[Collected data entries]

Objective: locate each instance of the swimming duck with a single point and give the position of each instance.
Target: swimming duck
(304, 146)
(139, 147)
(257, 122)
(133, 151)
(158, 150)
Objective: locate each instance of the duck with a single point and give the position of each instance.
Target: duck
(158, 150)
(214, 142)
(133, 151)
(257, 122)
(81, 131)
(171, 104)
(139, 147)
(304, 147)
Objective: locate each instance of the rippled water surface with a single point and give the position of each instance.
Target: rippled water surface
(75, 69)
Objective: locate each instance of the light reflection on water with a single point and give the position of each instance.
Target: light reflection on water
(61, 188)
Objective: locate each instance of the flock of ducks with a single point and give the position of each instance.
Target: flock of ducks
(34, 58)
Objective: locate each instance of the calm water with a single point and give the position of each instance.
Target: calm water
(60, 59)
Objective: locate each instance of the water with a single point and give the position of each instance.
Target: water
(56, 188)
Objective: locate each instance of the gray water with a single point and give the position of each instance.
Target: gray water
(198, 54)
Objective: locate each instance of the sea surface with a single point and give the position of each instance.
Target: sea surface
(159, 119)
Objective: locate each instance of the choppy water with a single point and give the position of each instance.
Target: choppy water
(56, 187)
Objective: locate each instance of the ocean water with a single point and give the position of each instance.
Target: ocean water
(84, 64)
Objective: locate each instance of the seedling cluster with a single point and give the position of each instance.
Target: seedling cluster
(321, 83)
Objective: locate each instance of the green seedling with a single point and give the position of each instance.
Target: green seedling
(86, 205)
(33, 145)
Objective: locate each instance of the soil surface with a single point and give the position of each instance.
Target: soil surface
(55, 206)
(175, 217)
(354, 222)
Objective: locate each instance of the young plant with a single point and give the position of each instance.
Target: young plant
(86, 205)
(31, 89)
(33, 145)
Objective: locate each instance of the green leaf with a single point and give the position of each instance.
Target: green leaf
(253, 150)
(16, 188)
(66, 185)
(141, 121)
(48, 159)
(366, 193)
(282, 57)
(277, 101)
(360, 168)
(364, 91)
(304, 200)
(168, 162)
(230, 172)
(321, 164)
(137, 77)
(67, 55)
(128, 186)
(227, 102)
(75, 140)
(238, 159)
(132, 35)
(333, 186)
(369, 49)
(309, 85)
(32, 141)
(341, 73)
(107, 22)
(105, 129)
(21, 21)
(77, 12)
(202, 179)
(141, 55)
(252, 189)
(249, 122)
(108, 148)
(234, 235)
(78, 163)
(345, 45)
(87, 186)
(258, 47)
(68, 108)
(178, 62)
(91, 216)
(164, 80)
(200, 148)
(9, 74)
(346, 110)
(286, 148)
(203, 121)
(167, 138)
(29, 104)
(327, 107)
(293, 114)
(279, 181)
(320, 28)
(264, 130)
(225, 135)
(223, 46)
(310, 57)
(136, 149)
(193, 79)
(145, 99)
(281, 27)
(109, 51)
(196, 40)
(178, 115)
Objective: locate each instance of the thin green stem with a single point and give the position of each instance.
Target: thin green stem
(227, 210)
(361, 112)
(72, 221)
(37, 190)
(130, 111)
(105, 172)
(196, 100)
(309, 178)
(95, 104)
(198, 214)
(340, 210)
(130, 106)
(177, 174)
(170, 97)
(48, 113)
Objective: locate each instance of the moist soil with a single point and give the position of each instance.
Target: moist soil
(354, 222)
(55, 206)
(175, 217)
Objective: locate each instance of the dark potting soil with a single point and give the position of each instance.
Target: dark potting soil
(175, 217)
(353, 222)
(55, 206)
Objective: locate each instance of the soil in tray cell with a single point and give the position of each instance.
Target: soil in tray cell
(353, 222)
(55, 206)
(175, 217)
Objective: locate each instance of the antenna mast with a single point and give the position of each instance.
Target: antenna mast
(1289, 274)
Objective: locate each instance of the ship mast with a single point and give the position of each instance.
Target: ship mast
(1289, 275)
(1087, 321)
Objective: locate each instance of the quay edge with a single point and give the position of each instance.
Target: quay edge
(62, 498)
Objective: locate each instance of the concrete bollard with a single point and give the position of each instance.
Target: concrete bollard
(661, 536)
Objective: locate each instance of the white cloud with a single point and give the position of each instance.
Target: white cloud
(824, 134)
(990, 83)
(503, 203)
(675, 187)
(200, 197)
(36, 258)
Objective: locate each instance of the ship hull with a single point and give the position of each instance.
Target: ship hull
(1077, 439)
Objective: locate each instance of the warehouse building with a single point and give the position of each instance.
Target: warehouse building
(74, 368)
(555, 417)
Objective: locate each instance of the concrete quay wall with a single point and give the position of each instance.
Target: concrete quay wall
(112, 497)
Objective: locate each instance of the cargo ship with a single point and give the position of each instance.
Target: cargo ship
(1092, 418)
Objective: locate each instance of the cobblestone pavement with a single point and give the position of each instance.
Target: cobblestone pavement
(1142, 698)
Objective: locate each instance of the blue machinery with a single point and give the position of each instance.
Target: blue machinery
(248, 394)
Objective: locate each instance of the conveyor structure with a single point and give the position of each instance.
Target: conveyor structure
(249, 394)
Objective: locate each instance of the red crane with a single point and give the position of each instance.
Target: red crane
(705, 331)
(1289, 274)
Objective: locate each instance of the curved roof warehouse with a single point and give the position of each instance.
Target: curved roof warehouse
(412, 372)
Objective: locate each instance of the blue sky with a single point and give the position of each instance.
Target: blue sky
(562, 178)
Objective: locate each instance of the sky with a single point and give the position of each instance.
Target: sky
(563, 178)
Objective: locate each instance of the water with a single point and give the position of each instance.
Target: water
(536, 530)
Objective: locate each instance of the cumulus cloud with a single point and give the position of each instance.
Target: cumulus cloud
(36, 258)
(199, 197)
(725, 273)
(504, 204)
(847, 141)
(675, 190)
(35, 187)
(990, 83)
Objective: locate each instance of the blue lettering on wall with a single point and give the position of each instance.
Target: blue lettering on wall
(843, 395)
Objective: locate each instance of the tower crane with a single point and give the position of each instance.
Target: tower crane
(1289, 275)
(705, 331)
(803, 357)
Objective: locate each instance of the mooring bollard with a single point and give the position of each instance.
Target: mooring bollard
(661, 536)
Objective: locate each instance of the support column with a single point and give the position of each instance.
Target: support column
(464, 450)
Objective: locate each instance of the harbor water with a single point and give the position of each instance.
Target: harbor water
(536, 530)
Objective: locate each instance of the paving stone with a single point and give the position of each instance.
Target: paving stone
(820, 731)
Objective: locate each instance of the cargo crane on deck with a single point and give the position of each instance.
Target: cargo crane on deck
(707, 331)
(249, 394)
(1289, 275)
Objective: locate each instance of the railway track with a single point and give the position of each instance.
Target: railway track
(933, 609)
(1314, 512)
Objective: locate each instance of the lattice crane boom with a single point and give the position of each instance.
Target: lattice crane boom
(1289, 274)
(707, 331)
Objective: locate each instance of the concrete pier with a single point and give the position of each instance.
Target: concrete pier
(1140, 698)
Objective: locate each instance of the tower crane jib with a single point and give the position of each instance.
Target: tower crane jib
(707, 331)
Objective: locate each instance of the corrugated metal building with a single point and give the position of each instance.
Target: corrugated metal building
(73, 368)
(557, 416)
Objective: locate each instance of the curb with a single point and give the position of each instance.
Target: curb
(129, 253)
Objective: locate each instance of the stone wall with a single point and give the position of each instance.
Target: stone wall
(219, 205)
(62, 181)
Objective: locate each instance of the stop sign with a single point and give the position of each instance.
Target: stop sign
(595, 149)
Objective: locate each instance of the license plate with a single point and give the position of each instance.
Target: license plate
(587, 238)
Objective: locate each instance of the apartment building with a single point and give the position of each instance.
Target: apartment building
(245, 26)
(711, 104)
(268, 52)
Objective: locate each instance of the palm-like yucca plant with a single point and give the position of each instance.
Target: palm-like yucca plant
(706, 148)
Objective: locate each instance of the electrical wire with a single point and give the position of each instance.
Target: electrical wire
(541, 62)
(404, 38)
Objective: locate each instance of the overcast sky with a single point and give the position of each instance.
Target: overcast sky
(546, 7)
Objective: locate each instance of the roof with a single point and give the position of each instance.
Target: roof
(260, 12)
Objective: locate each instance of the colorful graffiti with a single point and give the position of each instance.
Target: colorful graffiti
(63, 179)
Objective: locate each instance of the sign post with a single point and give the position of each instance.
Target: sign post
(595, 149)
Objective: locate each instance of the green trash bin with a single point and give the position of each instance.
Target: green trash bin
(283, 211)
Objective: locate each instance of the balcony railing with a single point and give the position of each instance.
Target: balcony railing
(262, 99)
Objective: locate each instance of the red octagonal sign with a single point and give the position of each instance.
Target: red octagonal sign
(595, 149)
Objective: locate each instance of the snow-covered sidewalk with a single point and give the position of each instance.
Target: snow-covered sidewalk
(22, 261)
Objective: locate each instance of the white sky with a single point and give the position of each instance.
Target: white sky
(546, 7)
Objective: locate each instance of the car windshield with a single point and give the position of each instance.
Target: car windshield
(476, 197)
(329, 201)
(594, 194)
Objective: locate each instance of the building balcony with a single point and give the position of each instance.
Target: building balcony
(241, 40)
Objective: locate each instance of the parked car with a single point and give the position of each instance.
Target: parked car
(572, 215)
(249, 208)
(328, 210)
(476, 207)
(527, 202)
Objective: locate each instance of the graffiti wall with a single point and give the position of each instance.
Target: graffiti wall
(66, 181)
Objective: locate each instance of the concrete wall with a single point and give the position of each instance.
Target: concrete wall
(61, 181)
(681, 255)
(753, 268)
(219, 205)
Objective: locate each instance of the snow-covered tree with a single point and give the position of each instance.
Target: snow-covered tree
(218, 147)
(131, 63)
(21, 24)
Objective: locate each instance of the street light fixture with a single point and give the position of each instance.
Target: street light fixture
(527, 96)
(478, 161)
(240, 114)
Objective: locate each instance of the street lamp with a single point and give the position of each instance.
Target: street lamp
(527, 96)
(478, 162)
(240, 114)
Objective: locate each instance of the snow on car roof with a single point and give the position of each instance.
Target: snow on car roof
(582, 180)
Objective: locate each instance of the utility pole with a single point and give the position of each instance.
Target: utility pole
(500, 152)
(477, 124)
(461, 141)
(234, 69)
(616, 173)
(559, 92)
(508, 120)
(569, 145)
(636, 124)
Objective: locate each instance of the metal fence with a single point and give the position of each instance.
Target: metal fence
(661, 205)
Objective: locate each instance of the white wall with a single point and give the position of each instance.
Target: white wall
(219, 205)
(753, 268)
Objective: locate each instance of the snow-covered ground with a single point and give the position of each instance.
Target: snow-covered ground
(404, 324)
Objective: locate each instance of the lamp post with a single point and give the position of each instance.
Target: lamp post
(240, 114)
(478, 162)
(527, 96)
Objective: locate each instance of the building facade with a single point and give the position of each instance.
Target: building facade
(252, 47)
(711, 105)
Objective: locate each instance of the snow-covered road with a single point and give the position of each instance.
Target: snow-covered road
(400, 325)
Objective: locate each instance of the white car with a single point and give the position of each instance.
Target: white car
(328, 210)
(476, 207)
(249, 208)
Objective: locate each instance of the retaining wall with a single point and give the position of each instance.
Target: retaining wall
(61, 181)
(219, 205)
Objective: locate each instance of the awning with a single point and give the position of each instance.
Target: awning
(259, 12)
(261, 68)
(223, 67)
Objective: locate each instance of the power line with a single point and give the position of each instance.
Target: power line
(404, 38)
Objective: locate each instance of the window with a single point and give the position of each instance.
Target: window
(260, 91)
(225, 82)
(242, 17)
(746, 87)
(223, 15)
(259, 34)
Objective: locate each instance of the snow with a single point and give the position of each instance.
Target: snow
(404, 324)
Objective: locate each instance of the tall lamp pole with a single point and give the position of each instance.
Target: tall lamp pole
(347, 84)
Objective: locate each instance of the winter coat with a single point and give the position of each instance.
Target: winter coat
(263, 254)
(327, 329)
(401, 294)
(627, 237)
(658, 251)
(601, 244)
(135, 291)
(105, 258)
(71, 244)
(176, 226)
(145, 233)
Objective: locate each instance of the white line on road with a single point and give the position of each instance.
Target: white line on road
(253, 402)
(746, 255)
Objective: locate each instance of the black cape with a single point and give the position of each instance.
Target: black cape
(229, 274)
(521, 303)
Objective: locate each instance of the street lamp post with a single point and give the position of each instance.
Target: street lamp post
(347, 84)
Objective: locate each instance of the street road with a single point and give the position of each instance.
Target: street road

### What you will do
Please write out, exactly as they appear above, only the lines in the stretch from the line with "Objective: locate each instance of the retaining" through the line with "Objective: locate each instance of the window".

### Answer space
Objective: locate each instance of the retaining wall with a single point and give the position of each instance.
Target: retaining wall
(61, 181)
(219, 205)
Objective: locate each instance of the awning with a single point and give the position of each instance.
Target: awning
(259, 12)
(261, 68)
(223, 67)
Objective: locate each instance of the power line with a single point and give the position of each instance.
Target: power line
(404, 38)
Objective: locate each instance of the window with a single point and give the position of each instance.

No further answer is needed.